▸ INSTRUCTIONS FOR THE TASK:
Of the entries below, return exactly those lines that fall between the one containing "Target: rusty metal roof barn" and the one containing "Spot the farm access", the two end lines included.

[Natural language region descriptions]
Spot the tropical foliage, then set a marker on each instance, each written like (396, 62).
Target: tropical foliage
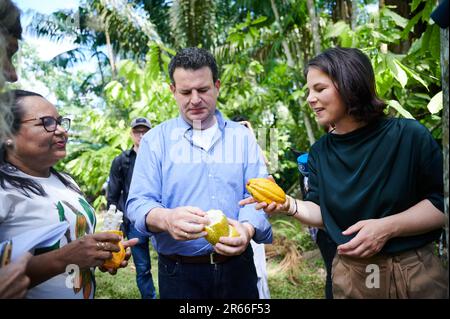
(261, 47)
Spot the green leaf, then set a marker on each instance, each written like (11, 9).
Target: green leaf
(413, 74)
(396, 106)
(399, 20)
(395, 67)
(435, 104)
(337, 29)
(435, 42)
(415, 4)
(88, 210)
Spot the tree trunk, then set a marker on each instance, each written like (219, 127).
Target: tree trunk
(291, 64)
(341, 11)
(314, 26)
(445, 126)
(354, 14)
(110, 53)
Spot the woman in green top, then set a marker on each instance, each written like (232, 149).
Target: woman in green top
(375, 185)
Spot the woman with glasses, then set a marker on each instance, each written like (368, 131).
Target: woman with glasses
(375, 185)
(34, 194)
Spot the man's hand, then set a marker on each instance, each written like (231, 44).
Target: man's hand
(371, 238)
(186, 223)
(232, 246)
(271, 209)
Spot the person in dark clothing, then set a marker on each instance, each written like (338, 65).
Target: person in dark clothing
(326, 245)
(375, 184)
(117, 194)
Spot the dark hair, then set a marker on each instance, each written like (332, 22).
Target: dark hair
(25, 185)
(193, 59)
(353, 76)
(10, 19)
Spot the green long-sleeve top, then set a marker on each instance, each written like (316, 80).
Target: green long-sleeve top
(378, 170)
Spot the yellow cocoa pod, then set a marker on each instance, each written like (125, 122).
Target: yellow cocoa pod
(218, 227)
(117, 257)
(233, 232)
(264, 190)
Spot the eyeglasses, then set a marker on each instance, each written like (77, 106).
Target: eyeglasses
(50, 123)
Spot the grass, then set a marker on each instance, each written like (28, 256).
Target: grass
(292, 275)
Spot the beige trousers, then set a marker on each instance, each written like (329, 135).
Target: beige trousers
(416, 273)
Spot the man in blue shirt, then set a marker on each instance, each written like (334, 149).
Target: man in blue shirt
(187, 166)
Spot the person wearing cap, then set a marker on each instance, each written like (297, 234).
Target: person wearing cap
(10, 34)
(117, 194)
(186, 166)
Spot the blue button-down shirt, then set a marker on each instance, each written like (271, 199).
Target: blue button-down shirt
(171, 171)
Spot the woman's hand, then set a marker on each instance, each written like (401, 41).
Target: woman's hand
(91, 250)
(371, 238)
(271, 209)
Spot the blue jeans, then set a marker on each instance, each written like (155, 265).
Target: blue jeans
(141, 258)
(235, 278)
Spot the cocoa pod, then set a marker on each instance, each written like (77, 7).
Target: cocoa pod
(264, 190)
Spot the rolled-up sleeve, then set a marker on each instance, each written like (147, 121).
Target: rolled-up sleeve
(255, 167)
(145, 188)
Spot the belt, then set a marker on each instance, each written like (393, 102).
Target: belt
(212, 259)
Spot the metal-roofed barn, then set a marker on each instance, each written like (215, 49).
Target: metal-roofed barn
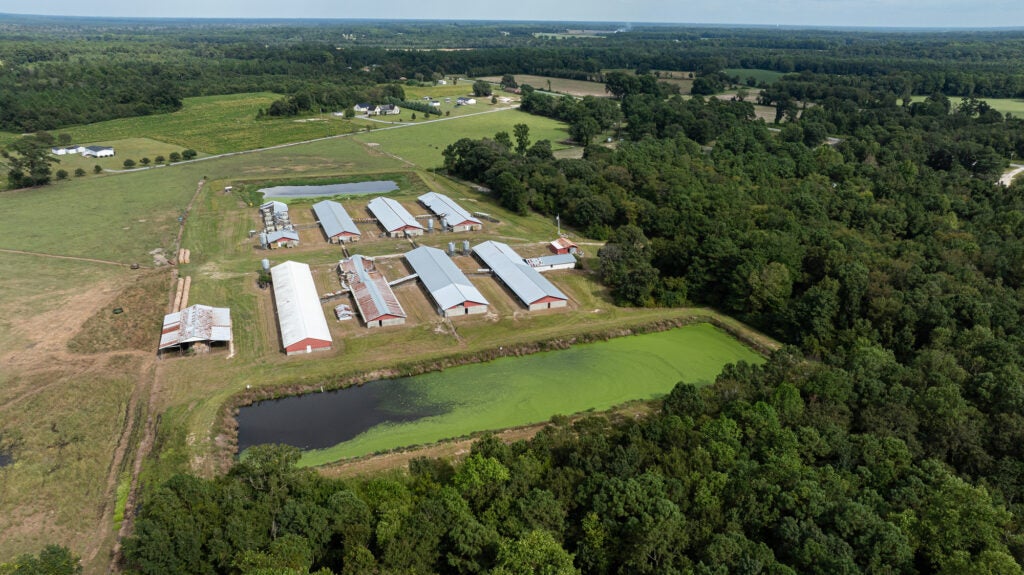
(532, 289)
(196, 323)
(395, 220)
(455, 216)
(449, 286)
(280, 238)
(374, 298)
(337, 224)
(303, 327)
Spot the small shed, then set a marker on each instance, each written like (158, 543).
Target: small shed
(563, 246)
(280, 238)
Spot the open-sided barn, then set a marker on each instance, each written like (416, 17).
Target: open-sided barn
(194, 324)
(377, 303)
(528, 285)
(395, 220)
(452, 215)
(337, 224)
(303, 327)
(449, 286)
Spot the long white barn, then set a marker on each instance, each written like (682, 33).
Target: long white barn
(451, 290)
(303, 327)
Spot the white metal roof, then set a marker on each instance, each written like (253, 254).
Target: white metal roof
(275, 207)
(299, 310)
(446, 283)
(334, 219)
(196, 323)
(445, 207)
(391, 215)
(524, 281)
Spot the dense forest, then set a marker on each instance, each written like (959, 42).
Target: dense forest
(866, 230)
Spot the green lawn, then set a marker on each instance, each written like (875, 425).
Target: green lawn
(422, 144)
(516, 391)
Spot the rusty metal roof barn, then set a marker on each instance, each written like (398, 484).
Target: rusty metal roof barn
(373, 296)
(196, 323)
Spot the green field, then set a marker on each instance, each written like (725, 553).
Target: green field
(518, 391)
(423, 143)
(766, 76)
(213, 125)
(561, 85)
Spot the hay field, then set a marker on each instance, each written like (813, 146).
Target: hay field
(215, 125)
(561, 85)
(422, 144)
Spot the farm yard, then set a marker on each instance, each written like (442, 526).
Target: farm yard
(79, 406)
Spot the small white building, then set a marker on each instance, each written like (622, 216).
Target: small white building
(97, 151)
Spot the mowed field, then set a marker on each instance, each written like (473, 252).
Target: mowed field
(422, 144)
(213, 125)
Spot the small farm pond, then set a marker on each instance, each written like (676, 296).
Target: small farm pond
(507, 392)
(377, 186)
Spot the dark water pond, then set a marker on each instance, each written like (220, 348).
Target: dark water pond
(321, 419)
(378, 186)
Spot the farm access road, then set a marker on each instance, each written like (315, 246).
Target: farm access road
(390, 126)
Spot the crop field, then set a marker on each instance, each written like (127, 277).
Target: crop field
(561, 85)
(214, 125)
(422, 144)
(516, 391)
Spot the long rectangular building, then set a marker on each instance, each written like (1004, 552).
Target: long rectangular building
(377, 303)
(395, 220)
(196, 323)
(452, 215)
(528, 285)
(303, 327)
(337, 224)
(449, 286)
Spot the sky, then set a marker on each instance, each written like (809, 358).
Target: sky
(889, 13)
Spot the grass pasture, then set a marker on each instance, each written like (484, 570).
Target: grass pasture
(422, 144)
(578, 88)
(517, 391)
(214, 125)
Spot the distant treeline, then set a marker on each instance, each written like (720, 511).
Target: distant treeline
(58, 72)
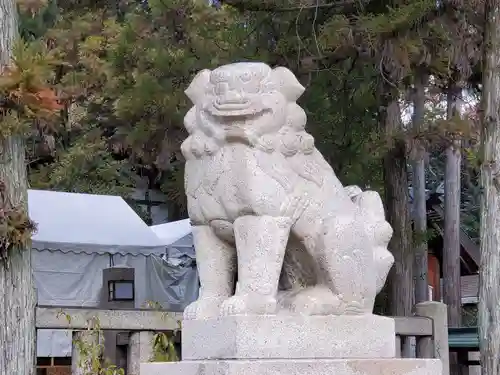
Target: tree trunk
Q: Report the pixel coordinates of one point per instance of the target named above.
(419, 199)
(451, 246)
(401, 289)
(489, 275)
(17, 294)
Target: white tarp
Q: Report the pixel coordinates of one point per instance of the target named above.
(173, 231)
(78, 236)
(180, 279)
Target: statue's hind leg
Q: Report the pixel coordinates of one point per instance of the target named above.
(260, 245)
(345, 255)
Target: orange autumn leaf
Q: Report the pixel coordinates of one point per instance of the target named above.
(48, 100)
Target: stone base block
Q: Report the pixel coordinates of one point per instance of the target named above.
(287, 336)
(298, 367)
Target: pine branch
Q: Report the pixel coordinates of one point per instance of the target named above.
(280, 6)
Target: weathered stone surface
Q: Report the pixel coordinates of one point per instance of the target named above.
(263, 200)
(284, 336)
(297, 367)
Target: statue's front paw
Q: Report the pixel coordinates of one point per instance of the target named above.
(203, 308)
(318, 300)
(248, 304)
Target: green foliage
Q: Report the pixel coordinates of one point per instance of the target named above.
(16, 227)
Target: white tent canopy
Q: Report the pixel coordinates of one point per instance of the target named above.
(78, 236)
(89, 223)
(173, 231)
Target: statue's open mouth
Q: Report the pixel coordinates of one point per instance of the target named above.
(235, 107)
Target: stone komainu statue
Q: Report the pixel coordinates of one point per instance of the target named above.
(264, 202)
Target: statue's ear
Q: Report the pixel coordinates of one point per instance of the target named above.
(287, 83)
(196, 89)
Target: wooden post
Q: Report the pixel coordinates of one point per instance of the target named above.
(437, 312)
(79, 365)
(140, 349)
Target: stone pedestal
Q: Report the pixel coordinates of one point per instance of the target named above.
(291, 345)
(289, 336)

▸ RESPONSE TO THIS TASK:
Target: rusty metal roof barn
(373, 296)
(196, 323)
Spot the green field, then set a marker on each instance, each written like (725, 553).
Target: green field
(518, 391)
(423, 143)
(766, 76)
(213, 125)
(561, 85)
Spot the hay field, then set a marker on each instance, each written like (813, 146).
Target: hay field
(215, 125)
(561, 85)
(422, 144)
Spot the farm yard, then set a marker on each instance, each written like (442, 526).
Target: farm yard
(79, 406)
Spot the small white building, then set a marker on each instance, each written like (622, 216).
Target: small white building
(97, 151)
Spot the mowed field, then set a marker on each instance, each written like (473, 252).
Target: mowed field
(422, 144)
(213, 125)
Spot the small farm pond, then set a marker on each instance, each written like (676, 296).
Target: small farm pond
(507, 392)
(377, 186)
Spot the dark water pond, then set a marker on each instance, each written like (220, 348).
Target: dark water pond
(321, 419)
(378, 186)
Spot the farm access road, then set a marker on each instance, each written like (315, 246).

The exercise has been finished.